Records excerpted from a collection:
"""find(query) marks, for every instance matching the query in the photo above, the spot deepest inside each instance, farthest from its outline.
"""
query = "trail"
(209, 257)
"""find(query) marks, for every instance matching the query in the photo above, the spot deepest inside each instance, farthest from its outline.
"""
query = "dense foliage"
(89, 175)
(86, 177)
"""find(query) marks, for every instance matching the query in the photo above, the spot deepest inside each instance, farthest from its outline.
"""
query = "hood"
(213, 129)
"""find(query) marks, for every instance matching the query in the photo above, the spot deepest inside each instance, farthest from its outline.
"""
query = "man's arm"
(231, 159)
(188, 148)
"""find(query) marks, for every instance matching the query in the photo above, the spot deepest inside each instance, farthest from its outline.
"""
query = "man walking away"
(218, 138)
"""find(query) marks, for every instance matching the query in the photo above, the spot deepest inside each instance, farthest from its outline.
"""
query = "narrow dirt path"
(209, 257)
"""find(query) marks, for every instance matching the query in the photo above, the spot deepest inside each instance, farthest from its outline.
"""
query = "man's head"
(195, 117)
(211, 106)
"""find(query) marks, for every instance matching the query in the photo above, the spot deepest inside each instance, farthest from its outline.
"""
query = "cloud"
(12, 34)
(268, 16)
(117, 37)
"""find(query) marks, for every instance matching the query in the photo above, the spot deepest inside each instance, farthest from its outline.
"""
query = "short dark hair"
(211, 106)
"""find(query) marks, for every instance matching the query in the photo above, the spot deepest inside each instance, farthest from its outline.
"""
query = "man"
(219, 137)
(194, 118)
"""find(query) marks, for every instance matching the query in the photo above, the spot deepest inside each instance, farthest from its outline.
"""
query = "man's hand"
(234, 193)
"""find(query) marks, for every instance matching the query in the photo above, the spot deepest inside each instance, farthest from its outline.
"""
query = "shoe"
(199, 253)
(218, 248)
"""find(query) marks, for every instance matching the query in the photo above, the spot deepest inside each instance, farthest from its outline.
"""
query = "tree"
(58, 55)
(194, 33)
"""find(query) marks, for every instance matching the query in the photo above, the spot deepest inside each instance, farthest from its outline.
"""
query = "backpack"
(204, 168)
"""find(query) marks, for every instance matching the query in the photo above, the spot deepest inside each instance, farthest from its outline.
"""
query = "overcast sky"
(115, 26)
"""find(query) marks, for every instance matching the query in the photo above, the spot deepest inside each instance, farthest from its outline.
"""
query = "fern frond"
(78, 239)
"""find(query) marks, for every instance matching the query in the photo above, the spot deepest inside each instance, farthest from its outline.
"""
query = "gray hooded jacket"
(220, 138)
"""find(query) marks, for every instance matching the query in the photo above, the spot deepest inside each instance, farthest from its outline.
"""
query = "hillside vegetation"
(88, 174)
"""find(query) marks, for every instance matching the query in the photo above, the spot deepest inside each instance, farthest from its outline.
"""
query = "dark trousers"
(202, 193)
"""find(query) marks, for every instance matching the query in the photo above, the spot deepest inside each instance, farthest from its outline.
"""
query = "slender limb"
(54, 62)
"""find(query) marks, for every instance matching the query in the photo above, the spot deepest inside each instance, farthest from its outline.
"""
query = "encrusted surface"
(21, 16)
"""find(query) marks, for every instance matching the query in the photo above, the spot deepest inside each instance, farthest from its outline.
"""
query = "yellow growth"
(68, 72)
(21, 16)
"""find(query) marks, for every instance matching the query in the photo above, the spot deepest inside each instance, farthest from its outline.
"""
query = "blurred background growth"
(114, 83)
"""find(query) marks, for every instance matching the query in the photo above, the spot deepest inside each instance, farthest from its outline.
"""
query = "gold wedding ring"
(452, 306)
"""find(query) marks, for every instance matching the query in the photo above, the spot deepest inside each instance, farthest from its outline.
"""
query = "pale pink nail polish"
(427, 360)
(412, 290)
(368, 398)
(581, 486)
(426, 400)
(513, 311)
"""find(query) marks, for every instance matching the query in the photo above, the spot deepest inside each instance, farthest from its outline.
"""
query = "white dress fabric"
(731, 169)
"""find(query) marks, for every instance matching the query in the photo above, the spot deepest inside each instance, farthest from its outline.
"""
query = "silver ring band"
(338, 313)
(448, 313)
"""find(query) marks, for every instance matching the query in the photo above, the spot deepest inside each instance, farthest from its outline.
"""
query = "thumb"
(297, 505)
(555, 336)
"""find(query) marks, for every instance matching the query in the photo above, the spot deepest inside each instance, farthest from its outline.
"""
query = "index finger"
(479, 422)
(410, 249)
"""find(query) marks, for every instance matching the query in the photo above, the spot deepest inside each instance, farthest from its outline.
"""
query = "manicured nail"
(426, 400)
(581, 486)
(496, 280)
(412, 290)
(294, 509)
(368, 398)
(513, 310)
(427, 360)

#### Required work:
Using the data above, output each line exactly.

#### Exercise solution:
"""find(query) marks, for every instance matching the query in the photo above, the spot deepest inside each instance, farthest from its outline.
"""
query = "trail"
(209, 257)
"""find(query) marks, for every instance matching the query in the photo above, the spot deepest inside each instance, farthest from its outline.
"""
query = "dense foliage"
(89, 175)
(86, 177)
"""find(query) marks, for every instance matching the query in the photo above, the spot deepest inside each instance, farthest from its outline.
"""
query = "hood"
(213, 129)
"""find(query) marks, for every instance matching the query in the photo above, the spot deepest inside each instance, farthest from its outline.
"""
query = "man's arm"
(231, 159)
(188, 148)
"""find(query) marks, for every instance matching the query in the photo above, the spot deepest inside each instance, farthest from its outline.
"""
query = "man walking away"
(218, 138)
"""find(query) marks, for every instance matching the query in the photo above, the spot deepest inside each instance, farthest from its outline.
"""
query = "narrow dirt path"
(209, 257)
"""find(query) marks, for every instance matching the query in the photo above, the spot deepest inside each instance, farthest from its outline.
"""
query = "man's head"
(195, 117)
(211, 106)
"""find(query) marks, for every instance matching the query in the photo above, the spot deepest inside each instance, farthest from its outline.
"""
query = "cloud"
(12, 34)
(268, 16)
(117, 37)
"""find(query) marks, for every instance matching the query in the photo above, the spot deepest inside each instance, farthest from its outline.
"""
query = "short dark hair"
(211, 106)
"""find(query) marks, for every instance matching the query in the photo above, the spot deepest inside each instance, farthest from its outline.
"""
query = "man"
(219, 137)
(194, 118)
"""find(query) marks, for every instance matching the query in the photo above, the spot deepest inside each instance, farthest from its outline.
"""
query = "man's hand"
(234, 193)
"""find(query) marks, for every instance matching the query in the photo above, the spot deepest inside each instance, farthest from its outline.
"""
query = "shoe"
(199, 253)
(218, 248)
"""find(query) marks, for every instance matching the query in the photo above, the spot deepest inside each instance, farthest from its outline.
"""
query = "tree"
(58, 55)
(194, 33)
"""find(query) marks, for every instance matching the query in the photo above, the spot deepest inside each instance, farthest from its outline.
"""
query = "backpack"
(204, 168)
"""find(query) marks, for every instance matching the query in the photo above, the spot deepest inside each instance, farthest from its outline.
"""
query = "overcast sky"
(115, 26)
"""find(query) marks, for every instance matching the query in the photo above, the spot deepest inside each instance, farthest from its outline.
"""
query = "fern frond"
(78, 239)
"""find(query) marks, for every instance matching the query in the photo above, the spot deepest inside each instance, farthest from its outline.
"""
query = "gray hooded jacket"
(220, 138)
"""find(query) marks, for every instance matching the query in the photo above, the spot deepest inside each instance, farthest from its outline.
"""
query = "hillside vegetation"
(88, 174)
"""find(query) marks, for every instance matching the query in the photo above, the spot deepest inside each instance, farthest from its outline.
"""
query = "dark trousers"
(202, 193)
"""find(query) marks, for every instance matching the query in the photo above, the spot deepest inside each instance, farthest from its outline.
"""
query = "slender limb"
(54, 62)
"""find(query) marks, for every instance matching the query in the photo above, the spot deepest inside each instance, farthest from its outline.
"""
query = "encrusted surface"
(21, 16)
"""find(query) marks, for every instance matching the query in the photo above, the spot deepest inside each instance, farthest from its outline.
"""
query = "yellow growth"
(68, 72)
(21, 16)
"""find(query) marks, for every instance matching the query in the photo above, the spot deepest inside each instance, farthest from its outline.
"""
query = "blurred background growth"
(114, 83)
"""find(query) marks, for every instance matching the query in the photo above, the spot deepest inside each instance, farthest from its outline.
"""
query = "gold wedding ring"
(452, 306)
"""find(query) marks, for every instance matching the query in the photo above, the spot deepest inside each instance, farthest from its outline.
"""
query = "pale pink nail polish"
(427, 360)
(412, 290)
(368, 398)
(581, 486)
(426, 400)
(513, 311)
"""find(query) marks, for every instance matching the query in the photo above, the spot deepest inside each instance, farthest from its outline.
"""
query = "white dress fabric"
(731, 169)
"""find(query) marks, for every instance matching the query in the photo above, the spot deepest inside each instance, farthest from its outline.
"""
query = "silver ring band"
(338, 313)
(448, 313)
"""find(query) marks, for every instance matching the query in the photo above, the spot deepest inside each instance, farthest from its outline.
"""
query = "thumb"
(297, 505)
(555, 336)
"""find(query) marks, for every instance matching the query in the photo above, the spot deepest inside each instance, farthest from its outline.
"""
query = "index finger"
(479, 422)
(410, 249)
"""find(query) marks, for every instance matching the query in the photo above, the spot deepest inside each instance, farthest from its outline.
"""
query = "manicured nail"
(426, 400)
(581, 486)
(496, 280)
(412, 290)
(294, 509)
(368, 398)
(513, 310)
(427, 360)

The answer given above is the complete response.